Given text:
__________

No, I asked if they OFFER any paternity leave. They brought up the 12 weeks of unpaid leave after that. Not even asking the question would be irresponsible. Either way, they have offered me a position as of today
If it's a company with over 50 total employees (LLC or PC for most podiatry groups), then you can use FMLA (won't get paid, but they have to have a job for you after 12wks med/fam/etc leave). Most pod groups aren't that big, but some are (supergroups, large multi-office, etc). I would guess the group you talked to is required to do that 12wks FMLA... may try to list it as a "benefit," lol.
I agree with
@Dermato Fight Club that you don't understand how PP works if you want or expect that kind of time off. PP is all about having your weekends, good income, good hours, little/no call, but
maintaining the rep and capacity of the group. That is just plain hard to do with docs taking a lot of time off.
Example: a podiatry supergroup near me (largest pod group in the state) just went to to Venture Cap and gave their docs "new contracts" end of 2024, and some of their busy docs already quit... others are now in the process of leaving also. They are STRUGGLING to get those patients taken care of. You have about 30-40+ patients per day from the quit docs that need to get absorbed. Many pts go to other nearby competitors, and the remaining associates in the group that is now PE are overbooked. It's
very hard on the group for any doc to take time off or quit suddenly (most/all docs should be fully booked at any given time, so others "pick up the slack" is not really viable).
...Personally, I plan my days off and appointments and etc 3+
MONTHS in advance (I'm solo PP). It works best that way. If I tried to take next week or even a week next month off, it's booked solid. We'd have to move ppl. You lose patients if you move them, esp on short notice... "if you bump them, they'll bump you."
That's also honestly why I never gave serious thought to hiring associate: I am 100% screwed if they flaked (couldn't see all my patients AND all of theirs... fallout would damage my office rep badly). There are also staff I'd get for associate who then would have little/no work if associate left. Basically, it's an unnecessary risk.... simply bring in partner (% only) or transition/close the office someday.
GL with your contracting... just giving you the other side of the coin.

__________

Material provided:
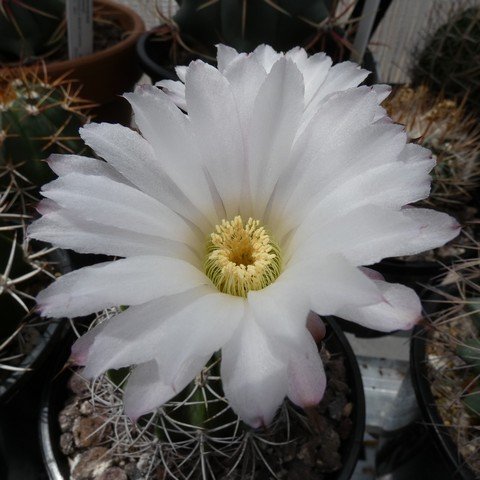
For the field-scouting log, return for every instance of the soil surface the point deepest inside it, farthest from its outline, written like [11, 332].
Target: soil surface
[95, 445]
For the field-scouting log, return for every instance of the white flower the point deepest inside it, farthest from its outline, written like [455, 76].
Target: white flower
[235, 221]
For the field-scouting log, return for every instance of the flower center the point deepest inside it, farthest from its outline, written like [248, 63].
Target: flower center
[241, 257]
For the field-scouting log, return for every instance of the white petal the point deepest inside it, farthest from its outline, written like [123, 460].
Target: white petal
[130, 281]
[282, 307]
[382, 91]
[65, 164]
[150, 385]
[400, 310]
[342, 76]
[135, 159]
[435, 229]
[225, 56]
[393, 186]
[316, 327]
[306, 376]
[181, 71]
[111, 203]
[266, 56]
[254, 378]
[64, 230]
[216, 123]
[175, 90]
[314, 72]
[276, 115]
[331, 281]
[323, 152]
[245, 77]
[193, 323]
[369, 234]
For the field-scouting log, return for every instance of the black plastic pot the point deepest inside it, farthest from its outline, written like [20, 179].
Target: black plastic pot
[55, 395]
[415, 274]
[49, 340]
[455, 467]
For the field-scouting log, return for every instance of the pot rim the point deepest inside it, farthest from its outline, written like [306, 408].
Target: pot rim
[351, 447]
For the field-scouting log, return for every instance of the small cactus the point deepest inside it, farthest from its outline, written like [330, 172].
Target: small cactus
[453, 358]
[451, 134]
[23, 272]
[199, 25]
[37, 119]
[449, 61]
[29, 28]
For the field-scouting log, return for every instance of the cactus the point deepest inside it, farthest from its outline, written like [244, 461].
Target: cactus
[29, 30]
[449, 61]
[199, 25]
[196, 435]
[453, 358]
[36, 119]
[23, 272]
[451, 134]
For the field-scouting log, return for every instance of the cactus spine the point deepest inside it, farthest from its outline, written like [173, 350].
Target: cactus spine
[198, 25]
[449, 62]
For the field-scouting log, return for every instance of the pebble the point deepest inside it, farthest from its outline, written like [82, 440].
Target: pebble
[67, 416]
[66, 443]
[78, 385]
[86, 408]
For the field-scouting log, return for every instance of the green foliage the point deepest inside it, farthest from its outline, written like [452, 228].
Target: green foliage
[450, 60]
[36, 120]
[244, 25]
[29, 28]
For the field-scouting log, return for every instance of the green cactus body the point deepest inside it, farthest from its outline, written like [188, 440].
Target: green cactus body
[469, 351]
[450, 60]
[36, 120]
[29, 28]
[244, 25]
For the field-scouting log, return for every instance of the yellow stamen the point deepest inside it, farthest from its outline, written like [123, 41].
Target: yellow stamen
[241, 257]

__________

Your task:
Answer these questions from the given text:
(a) How many total employees must a company have for FMLA to apply?
(b) How many patients per day from the doctors who quit need to be absorbed at the supergroup?
(c) How far in advance does the writer plan days off and appointments?
Answer from the given text alone.

Your response:
(a) Over 50 total employees.
(b) About 30-40+ patients per day.
(c) Three or more months in advance.